EXERCISE BRIEF —
Present the records as a Markdown table with the columns Row and Line, numbering each line in order and omitting blank lines.

[Point labeling dataset excerpts]
-----

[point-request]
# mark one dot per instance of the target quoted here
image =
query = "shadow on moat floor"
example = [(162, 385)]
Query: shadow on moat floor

-----

EXPECTED ANSWER —
| Row | Line |
|---|---|
| 1 | [point-request] |
| 2 | # mark one dot per instance of the target quoted here |
| 3 | image = |
| 4 | query = "shadow on moat floor" |
| 5 | example = [(162, 385)] |
| 6 | Query: shadow on moat floor |